### Task list:
[a] Return the passage of the medicinal cannabis article between "In an open letter, Deputy" and "than originally envisaged’.", inclusive, copied word for word.
[b] Please take the medicinal cannabis article further, writing on from its final sentence.

### Supplied passage:
= Beginning of Section =

In an open letter, Deputy Montfort Tadier has asked Health Minister Andrew Green to consider licensing Island growers to produce medicinal cannabis.
His comments come after Senator Green told the States Assembly this week that finding appropriate suppliers that are prepared to deliver cannabis-based medicine products to Jersey has been ‘more difficult than originally envisaged’.
Earlier this year, Senator Green revealed that following advice from the Jersey Misuse of Drugs Advisory Council he was looking into whether certain medicinal cannabis products could be made legal and added that he could lodge proposals to legalise certain products before the end of the year. However, he told the States on Monday that his original timescale had slipped.
In an open letter published yesterday, Deputy Tadier says he has written to the minister to pass on the concerns that many Jersey people ‘are being delayed in legally accessing effective medicine’.

= End of Section =

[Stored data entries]
= Beginning of Section =

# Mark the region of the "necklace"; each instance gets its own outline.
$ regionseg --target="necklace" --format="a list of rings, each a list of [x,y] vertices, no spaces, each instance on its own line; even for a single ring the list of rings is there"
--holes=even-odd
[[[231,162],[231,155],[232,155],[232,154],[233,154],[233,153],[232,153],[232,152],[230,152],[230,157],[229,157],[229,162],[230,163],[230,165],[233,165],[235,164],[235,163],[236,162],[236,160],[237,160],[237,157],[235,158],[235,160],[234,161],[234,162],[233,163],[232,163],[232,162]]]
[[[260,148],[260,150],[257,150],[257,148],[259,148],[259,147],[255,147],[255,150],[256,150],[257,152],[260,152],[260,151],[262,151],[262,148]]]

= End of Section =

### Solved problems:
[a]
In an open letter, Deputy Montfort Tadier has asked Health Minister Andrew Green to consider licensing Island growers to produce medicinal cannabis.
His comments come after Senator Green told the States Assembly this week that finding appropriate suppliers that are prepared to deliver cannabis-based medicine products to Jersey has been ‘more difficult than originally envisaged’.

[b]
He adds: ‘It is nothing short of an act of cruelty to force patients to choose to live with pain and not access their chosen medication, or to potentially criminalise themselves and access unregulated and variable-quality medicine from the black market. They can of course choose to grow it themselves, ensuring quality, but still risking prosecution and jail.’
Deputy Tadier says he understands that quality-verified, medicinal cannabis already exists in the brands ‘Tilray’ in Canada and ‘Bedrocan’ in the Netherlands and says if the issue is getting medicinal cannabis through UK Customs ‘maybe the answer is to license our own growers here’.
He adds: ‘Why not put the fields to use in that way, and export the surplus? If we can grown hemp for rope, we can grow it for medicinal use too.